§ **Requirement 1**
Reproduce the whole text about the Belt and Road Initiative book below without changing anything.

§ **Text excerpt**
========================
The book, titled: “Belt and Road Initiative: Emerging World Order” is authored by Prof. Dr. Talat Ayesha Wizarat, an esteemed scholar in international relations and Middle Eastern studies from Pakistan. Within the pages of this book, Dr. Wizarat meticulously dissects President Xi Jinping’s visionary and evolutionary concept of connectivity and collaboration, offering a comprehensive exploration of the future trajectory of the Belt and Road Initiative (BRI). Recognizing that modern infrastructure is the bedrock upon which both economic and political progress is built, she underscores the paramount importance of digital technology in the current development landscape.
The scope of the BRI which in fact is transforming the world order, spans both land and maritime domains, and Dr. Wizarat expertly delineates the intricate interplay between these two facets. Beyond mere trade routes, the BRI embodies a multifaceted entity, where economic corridors function as conduits of interdependence, fostering cooperation and shared growth among participating states. The book consists of seven chapters and a concluding section, delving into two main themes. The first six chapters extensively explore the Modern Silk Road Economic Belt (MSREB), while the seventh chapter focuses on the Modern Maritime Silk Road (MMSR).
========================
Records in a dataset:
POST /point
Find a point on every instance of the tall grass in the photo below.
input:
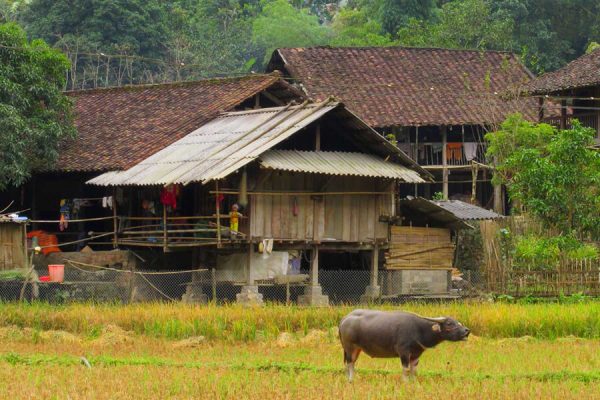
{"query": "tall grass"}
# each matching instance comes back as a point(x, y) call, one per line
point(237, 323)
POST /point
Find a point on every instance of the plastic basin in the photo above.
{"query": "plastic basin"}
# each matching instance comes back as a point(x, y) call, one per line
point(56, 272)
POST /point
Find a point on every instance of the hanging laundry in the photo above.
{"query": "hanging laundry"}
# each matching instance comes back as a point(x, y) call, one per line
========================
§ **Requirement 2**
In the records, from their first line through the line with "point(56, 272)", switch "photo" to "image" and change nothing else. Give back only those lines, and leave the pictures out.

§ **Written solution 1**
The book, titled: “Belt and Road Initiative: Emerging World Order” is authored by Prof. Dr. Talat Ayesha Wizarat, an esteemed scholar in international relations and Middle Eastern studies from Pakistan. Within the pages of this book, Dr. Wizarat meticulously dissects President Xi Jinping’s visionary and evolutionary concept of connectivity and collaboration, offering a comprehensive exploration of the future trajectory of the Belt and Road Initiative (BRI). Recognizing that modern infrastructure is the bedrock upon which both economic and political progress is built, she underscores the paramount importance of digital technology in the current development landscape.
The scope of the BRI which in fact is transforming the world order, spans both land and maritime domains, and Dr. Wizarat expertly delineates the intricate interplay between these two facets. Beyond mere trade routes, the BRI embodies a multifaceted entity, where economic corridors function as conduits of interdependence, fostering cooperation and shared growth among participating states. The book consists of seven chapters and a concluding section, delving into two main themes. The first six chapters extensively explore the Modern Silk Road Economic Belt (MSREB), while the seventh chapter focuses on the Modern Maritime Silk Road (MMSR).

§ **Written solution 2**
POST /point
Find a point on every instance of the tall grass in the image below.
input:
{"query": "tall grass"}
# each matching instance comes back as a point(x, y) call, one per line
point(237, 323)
POST /point
Find a point on every instance of the plastic basin in the image above.
{"query": "plastic basin"}
# each matching instance comes back as a point(x, y) call, one per line
point(56, 272)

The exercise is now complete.